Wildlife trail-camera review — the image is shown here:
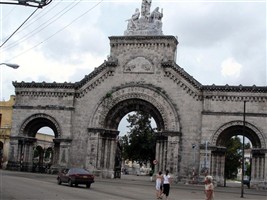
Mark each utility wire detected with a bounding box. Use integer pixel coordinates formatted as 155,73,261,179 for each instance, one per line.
0,8,39,48
8,0,104,61
4,0,81,51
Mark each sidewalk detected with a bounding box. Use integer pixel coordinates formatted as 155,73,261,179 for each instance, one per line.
113,175,267,200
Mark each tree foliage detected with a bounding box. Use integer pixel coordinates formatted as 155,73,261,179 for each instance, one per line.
225,136,251,179
120,111,156,164
225,136,242,179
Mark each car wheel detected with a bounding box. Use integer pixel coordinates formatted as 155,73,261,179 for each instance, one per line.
57,178,62,185
68,179,72,187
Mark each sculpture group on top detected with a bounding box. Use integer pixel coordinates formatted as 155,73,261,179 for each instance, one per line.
124,0,163,35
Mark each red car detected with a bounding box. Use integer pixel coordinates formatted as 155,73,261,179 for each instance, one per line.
57,168,95,188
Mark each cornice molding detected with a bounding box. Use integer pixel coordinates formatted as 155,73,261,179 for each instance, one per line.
202,84,267,93
109,35,179,45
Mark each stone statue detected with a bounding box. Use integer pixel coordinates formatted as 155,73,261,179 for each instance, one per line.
149,7,163,22
126,8,140,30
124,0,163,35
141,0,152,18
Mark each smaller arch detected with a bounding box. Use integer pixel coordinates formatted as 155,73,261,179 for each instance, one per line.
19,113,61,138
88,84,180,132
211,121,266,149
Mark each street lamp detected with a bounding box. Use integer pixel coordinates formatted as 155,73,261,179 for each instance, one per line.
0,0,52,8
0,63,19,69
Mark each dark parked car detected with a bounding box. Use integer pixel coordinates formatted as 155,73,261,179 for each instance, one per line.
57,168,95,188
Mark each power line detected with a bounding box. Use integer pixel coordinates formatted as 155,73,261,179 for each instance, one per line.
4,0,81,50
0,8,39,48
8,0,104,61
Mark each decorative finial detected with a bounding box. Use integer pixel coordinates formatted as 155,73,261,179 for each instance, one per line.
124,0,163,35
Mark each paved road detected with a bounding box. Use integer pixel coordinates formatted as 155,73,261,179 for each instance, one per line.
0,170,267,200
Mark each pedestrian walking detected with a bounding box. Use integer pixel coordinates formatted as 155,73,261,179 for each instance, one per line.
205,176,214,200
163,170,171,199
156,171,163,199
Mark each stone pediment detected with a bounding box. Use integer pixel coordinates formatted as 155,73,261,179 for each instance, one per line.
123,57,154,73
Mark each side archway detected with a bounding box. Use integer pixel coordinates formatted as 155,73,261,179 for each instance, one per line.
19,113,61,138
209,121,266,186
8,113,61,172
214,121,266,149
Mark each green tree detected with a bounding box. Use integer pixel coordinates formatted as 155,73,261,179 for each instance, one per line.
121,111,156,166
225,136,242,179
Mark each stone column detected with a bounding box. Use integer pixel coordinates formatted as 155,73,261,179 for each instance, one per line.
155,132,168,173
7,137,21,170
54,138,72,168
251,149,267,187
164,131,180,176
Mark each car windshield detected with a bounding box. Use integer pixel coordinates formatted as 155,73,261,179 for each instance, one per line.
69,168,89,174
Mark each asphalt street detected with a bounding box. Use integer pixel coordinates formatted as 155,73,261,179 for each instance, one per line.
0,170,267,200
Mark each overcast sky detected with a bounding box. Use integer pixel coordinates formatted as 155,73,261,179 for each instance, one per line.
0,0,267,103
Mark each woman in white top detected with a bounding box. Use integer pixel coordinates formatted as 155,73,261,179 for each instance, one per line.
156,171,163,199
163,170,171,199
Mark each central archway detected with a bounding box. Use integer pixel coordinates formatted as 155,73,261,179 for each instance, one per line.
88,85,180,177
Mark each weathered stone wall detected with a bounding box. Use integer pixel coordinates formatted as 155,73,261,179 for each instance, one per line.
8,36,267,186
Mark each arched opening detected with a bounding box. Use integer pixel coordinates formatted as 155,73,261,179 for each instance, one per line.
89,84,181,177
18,114,60,173
118,111,157,176
209,122,265,186
96,98,172,177
0,141,4,169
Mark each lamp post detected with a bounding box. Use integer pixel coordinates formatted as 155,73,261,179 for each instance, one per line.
0,63,19,101
241,101,246,198
0,63,19,69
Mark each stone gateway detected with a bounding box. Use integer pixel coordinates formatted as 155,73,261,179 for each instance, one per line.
8,1,267,188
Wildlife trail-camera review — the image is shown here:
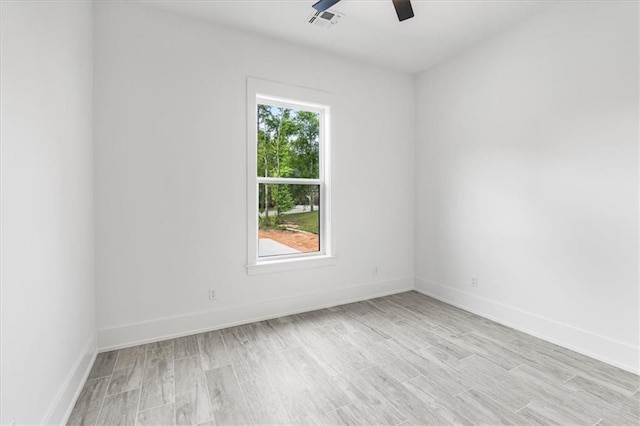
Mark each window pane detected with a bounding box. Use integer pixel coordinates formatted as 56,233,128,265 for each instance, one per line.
258,184,320,257
258,104,320,179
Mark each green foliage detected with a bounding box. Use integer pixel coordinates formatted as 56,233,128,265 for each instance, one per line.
280,210,320,234
271,185,295,216
257,105,320,216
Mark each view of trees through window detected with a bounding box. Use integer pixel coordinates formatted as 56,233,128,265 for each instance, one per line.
257,104,321,257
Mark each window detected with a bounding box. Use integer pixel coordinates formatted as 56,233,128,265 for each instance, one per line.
247,79,334,273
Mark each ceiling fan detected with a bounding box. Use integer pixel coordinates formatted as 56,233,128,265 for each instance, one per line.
313,0,413,22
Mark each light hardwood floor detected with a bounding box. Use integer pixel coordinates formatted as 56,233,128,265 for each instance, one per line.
69,292,640,426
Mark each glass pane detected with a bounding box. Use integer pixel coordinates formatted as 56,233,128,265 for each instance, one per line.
258,104,320,179
258,183,320,257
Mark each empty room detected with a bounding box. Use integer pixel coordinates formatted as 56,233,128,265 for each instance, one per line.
0,0,640,426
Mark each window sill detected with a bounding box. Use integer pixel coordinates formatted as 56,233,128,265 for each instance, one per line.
247,255,338,275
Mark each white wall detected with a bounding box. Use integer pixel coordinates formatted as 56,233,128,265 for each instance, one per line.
0,1,95,424
415,2,639,371
94,2,414,348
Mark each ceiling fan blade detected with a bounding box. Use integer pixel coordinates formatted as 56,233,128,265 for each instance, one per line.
312,0,340,12
390,0,413,22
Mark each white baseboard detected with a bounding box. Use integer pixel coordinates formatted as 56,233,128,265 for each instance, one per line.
42,333,97,425
415,277,640,374
98,277,413,352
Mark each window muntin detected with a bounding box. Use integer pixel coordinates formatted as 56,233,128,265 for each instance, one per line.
255,96,326,261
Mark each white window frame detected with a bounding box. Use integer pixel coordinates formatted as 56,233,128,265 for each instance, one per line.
247,78,337,275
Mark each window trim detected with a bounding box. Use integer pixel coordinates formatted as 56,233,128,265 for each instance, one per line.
247,77,337,275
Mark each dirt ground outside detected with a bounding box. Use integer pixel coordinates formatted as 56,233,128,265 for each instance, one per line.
258,229,320,253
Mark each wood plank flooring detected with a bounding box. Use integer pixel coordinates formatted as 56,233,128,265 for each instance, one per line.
69,292,640,426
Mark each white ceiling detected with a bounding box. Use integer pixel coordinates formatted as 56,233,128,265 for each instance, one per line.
144,0,554,73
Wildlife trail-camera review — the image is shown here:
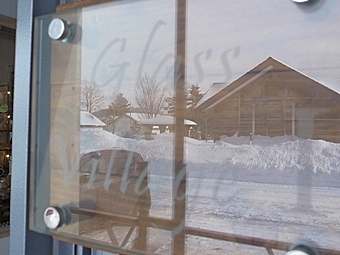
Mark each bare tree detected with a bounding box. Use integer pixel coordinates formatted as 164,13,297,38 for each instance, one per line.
81,80,106,112
135,74,165,119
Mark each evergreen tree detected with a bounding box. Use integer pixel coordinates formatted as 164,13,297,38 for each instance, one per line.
109,93,131,117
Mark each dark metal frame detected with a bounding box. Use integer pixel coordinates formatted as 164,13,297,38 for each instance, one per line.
10,0,339,255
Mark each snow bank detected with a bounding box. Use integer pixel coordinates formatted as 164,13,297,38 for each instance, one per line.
81,130,340,187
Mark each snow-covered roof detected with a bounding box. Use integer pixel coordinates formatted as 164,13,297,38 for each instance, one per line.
195,57,340,110
137,115,197,126
80,111,105,127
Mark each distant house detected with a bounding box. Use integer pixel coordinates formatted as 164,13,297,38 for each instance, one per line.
80,111,105,129
137,115,197,136
195,57,340,142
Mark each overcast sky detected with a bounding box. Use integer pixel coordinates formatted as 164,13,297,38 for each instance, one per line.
82,0,340,103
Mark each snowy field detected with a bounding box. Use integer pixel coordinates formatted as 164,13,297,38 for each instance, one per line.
81,130,340,254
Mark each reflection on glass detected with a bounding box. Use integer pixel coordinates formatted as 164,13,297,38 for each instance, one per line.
32,0,340,254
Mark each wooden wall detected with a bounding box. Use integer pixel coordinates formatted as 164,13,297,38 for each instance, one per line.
208,69,340,142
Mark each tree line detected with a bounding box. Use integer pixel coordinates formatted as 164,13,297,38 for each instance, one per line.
81,74,209,138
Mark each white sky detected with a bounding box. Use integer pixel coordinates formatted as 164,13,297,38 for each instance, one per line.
78,0,340,104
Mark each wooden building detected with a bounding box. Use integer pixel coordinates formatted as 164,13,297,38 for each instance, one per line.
195,57,340,142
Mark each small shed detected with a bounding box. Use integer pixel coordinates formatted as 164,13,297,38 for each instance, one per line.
137,115,197,136
195,57,340,142
80,111,106,129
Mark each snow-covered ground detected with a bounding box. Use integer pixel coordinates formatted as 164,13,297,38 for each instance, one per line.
81,130,340,254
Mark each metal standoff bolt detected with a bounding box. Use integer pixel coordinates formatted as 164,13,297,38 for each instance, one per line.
44,206,71,229
48,18,75,42
285,244,319,255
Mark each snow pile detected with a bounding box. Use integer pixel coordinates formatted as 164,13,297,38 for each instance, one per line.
81,130,340,187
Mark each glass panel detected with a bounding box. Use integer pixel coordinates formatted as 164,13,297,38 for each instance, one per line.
30,0,340,254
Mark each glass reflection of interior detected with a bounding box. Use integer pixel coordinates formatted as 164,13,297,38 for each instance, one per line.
30,0,340,254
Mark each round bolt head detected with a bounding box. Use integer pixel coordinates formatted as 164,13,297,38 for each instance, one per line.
48,18,69,40
44,206,62,229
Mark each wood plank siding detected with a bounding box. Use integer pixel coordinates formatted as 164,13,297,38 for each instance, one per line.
197,58,340,142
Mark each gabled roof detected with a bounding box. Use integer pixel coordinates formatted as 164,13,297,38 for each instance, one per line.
80,111,105,127
137,115,197,126
195,57,340,111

*Problem*
Starting with the row that contains "Mark each dark parked" and going on through the row that contains "69,168,89,174", write out every row again, requests included, and add 132 to each bounding-box coordinate in the answers, leaving the requests and their format samples unchanged.

*Expected answer*
Mark each dark parked car detected with a bounding box. Use integer pixel coordinates formatted as 155,73,261,179 for each instance, one per line.
189,300,227,320
Mark each power line detected with a bounding box. Use integer pixel coordinates formatted as 155,73,261,179 for each instance, one per line.
136,132,213,182
132,140,171,180
140,132,236,193
Mark each decorative finial detected with a bounding box. Use integer pixel coordinates formatted as 155,73,261,179 for each instance, one per line.
256,132,295,167
Mark each paved road detected with a bounding box. Use integer pixel coordinates formatted as 155,73,261,179 for each instance, one per line.
132,302,399,332
Mark each pedestrian walking detected with a bounding box. Use integer pixel coordinates formatted as 155,73,261,179 for each instance, one per line.
337,308,346,332
295,302,303,331
288,303,295,331
Mark each stone pediment detected with a bounding box. Use integer pixel coordinates formatted as 155,73,261,179 for each instance, one per line.
255,189,286,205
Mark each side archway detected with a bounding box. Use integer pixel coordinates formatted as 155,73,261,179 for each instance, one per line.
151,245,193,270
341,253,398,318
140,245,193,304
346,253,398,281
Mark each green tree detected with a bounding box. Use integer pixel coordinates formatted as 155,73,261,179 for each instance, one per line.
253,243,288,298
357,268,374,311
Mark each stone column detected with a bounding box. Use integer pixel coordinates formatted as 155,73,261,179 for each instance, one per line.
287,264,300,305
139,269,153,302
186,270,204,300
383,281,399,319
296,263,312,308
Mark each car windshield detected with a bounding box. Use integer pixel coordinates formatted as 155,73,261,179 for each instance, one per line.
201,300,221,306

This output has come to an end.